- **Trecho**

----------

A educação para o futuro já existe, e foi criada no sertão em 1960

A educação para o futuro já existe, e foi criada no sertão em 1960

É impossível pensar em futuro sem pensar em educação – e não é preciso ser um educador formado para ter noção disso. No episódio 6 do Innovation Hub Show essa foi uma das questões trazidas pelo Igor Lopes, nosso host: será que a educação do futuro terá mais a ver com experimentar, observar e questionar do que simplesmente decorar?

Essa questão da educação se mostra cada vez mais urgente com o surgimento das IA generativas. Para Déborah Oliveira, diretora de conteúdo do IT Fórum, os formatos de educação mais tradicionais não estão em sintonia com as necessidades de um mundo pós-IA. Ela aponta que a escola hoje nos ensina a não questionar, e em um mundo pós-IA é justamente a capacidade de questionar, de enxergar as coisas de forma diferente, que irá nos ajudar a continuar progredindo como profissionais e como pessoas.

----------

- **Extrato de dados**
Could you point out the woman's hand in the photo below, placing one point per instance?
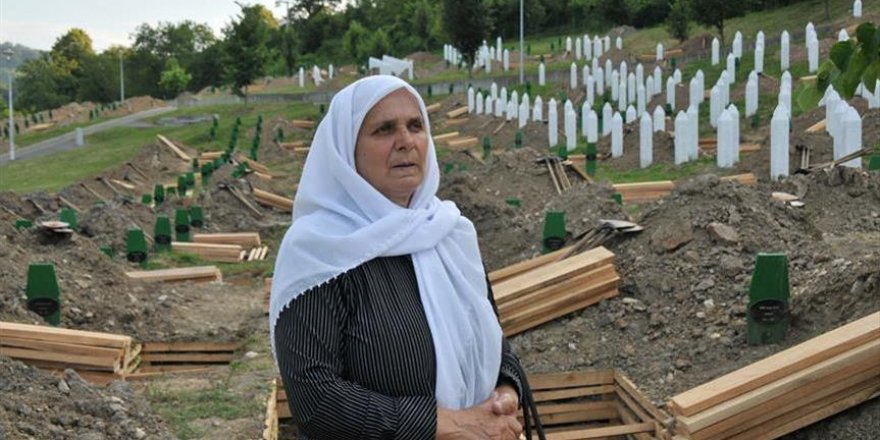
(506, 401)
(480, 422)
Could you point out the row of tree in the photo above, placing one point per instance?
(169, 58)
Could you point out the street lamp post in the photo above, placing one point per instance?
(521, 31)
(8, 53)
(121, 79)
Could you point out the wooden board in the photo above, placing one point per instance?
(782, 364)
(849, 362)
(54, 334)
(177, 151)
(273, 200)
(243, 239)
(197, 273)
(551, 273)
(457, 112)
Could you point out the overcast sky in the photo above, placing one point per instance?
(38, 23)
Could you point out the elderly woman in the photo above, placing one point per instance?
(382, 322)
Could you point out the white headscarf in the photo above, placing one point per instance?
(340, 222)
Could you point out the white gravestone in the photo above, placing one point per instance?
(681, 136)
(724, 148)
(670, 93)
(607, 114)
(785, 51)
(538, 113)
(552, 124)
(616, 135)
(659, 119)
(716, 52)
(852, 125)
(646, 141)
(693, 143)
(779, 144)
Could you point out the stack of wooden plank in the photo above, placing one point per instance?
(786, 391)
(221, 253)
(199, 274)
(644, 191)
(243, 239)
(594, 404)
(549, 291)
(183, 356)
(273, 200)
(101, 357)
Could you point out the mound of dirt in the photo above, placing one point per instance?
(35, 405)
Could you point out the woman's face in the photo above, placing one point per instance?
(391, 147)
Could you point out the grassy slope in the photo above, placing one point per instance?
(114, 147)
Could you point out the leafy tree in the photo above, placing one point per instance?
(852, 63)
(714, 12)
(307, 9)
(174, 79)
(378, 44)
(677, 23)
(247, 51)
(37, 86)
(465, 22)
(354, 41)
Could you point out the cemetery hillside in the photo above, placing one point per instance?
(677, 204)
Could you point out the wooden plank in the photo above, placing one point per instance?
(303, 123)
(568, 393)
(525, 266)
(463, 142)
(854, 359)
(54, 334)
(273, 200)
(813, 412)
(571, 379)
(560, 310)
(177, 151)
(191, 358)
(551, 273)
(152, 347)
(782, 364)
(200, 273)
(61, 347)
(802, 396)
(62, 358)
(244, 239)
(745, 179)
(582, 281)
(595, 433)
(457, 112)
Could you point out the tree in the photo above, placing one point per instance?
(465, 22)
(354, 41)
(852, 63)
(174, 79)
(247, 51)
(677, 23)
(715, 12)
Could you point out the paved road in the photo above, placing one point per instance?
(67, 141)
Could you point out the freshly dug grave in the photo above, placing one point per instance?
(680, 319)
(35, 405)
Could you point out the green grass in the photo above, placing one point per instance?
(180, 407)
(27, 139)
(113, 147)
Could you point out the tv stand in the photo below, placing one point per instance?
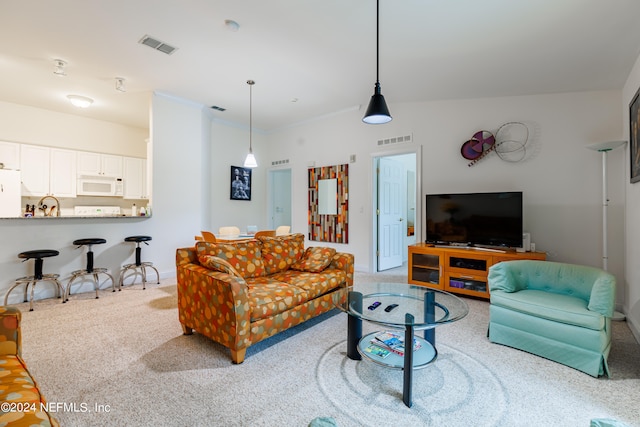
(458, 269)
(477, 248)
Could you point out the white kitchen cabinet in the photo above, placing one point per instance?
(10, 155)
(34, 164)
(48, 171)
(62, 175)
(10, 203)
(98, 164)
(135, 178)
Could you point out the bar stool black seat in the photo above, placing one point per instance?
(138, 267)
(90, 270)
(38, 275)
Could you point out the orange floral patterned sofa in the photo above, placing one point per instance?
(20, 399)
(241, 293)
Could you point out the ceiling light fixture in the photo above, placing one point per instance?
(120, 84)
(58, 68)
(377, 112)
(250, 161)
(231, 25)
(80, 101)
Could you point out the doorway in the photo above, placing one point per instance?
(396, 191)
(279, 206)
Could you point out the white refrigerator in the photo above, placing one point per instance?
(10, 193)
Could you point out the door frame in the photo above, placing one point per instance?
(417, 150)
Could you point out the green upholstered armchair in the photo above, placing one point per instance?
(555, 310)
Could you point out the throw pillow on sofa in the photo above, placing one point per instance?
(280, 252)
(218, 264)
(245, 257)
(315, 259)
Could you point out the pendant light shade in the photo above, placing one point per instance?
(250, 160)
(377, 112)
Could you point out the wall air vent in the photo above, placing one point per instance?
(157, 45)
(396, 140)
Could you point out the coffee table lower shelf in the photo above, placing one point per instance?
(422, 357)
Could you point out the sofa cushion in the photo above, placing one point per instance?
(314, 284)
(559, 308)
(245, 257)
(314, 259)
(280, 252)
(269, 296)
(218, 264)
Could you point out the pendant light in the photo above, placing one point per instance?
(250, 161)
(377, 112)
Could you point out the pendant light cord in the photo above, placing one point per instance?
(250, 83)
(377, 40)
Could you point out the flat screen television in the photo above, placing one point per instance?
(475, 219)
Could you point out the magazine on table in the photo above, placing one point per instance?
(394, 341)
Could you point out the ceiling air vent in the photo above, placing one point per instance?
(396, 140)
(157, 45)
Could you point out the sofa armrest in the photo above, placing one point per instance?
(215, 304)
(344, 261)
(603, 295)
(186, 256)
(10, 332)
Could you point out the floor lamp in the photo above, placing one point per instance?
(604, 148)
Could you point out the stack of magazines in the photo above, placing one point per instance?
(387, 342)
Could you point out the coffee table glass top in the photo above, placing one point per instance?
(410, 299)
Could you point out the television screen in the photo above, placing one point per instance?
(489, 219)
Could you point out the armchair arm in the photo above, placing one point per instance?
(603, 294)
(10, 333)
(502, 278)
(344, 261)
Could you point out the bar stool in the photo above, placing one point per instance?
(38, 276)
(139, 265)
(90, 270)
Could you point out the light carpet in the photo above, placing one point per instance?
(122, 360)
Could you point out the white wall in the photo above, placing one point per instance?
(561, 179)
(632, 227)
(179, 131)
(30, 125)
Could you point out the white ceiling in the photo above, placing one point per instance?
(321, 53)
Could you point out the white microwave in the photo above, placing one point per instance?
(99, 186)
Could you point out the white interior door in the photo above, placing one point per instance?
(280, 203)
(391, 226)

----------

- **Exercício breve 1**
Atualize o texto sobre educação, começando em "Essa questão da" e terminando em "e como pessoas.", com "editora de conteúdo" no lugar de "diretora de conteúdo".
- **Exercício breve 2**
No texto sobre educação, quem é o host do Innovation Hub Show?
As entradas são material à parte, sem relação com o texto sobre educação.

- **Resposta do exercício 1**
Essa questão da educação se mostra cada vez mais urgente com o surgimento das IA generativas. Para Déborah Oliveira, editora de conteúdo do IT Fórum, os formatos de educação mais tradicionais não estão em sintonia com as necessidades de um mundo pós-IA. Ela aponta que a escola hoje nos ensina a não questionar, e em um mundo pós-IA é justamente a capacidade de questionar, de enxergar as coisas de forma diferente, que irá nos ajudar a continuar progredindo como profissionais e como pessoas.

- **Resposta do exercício 2**
Igor Lopes.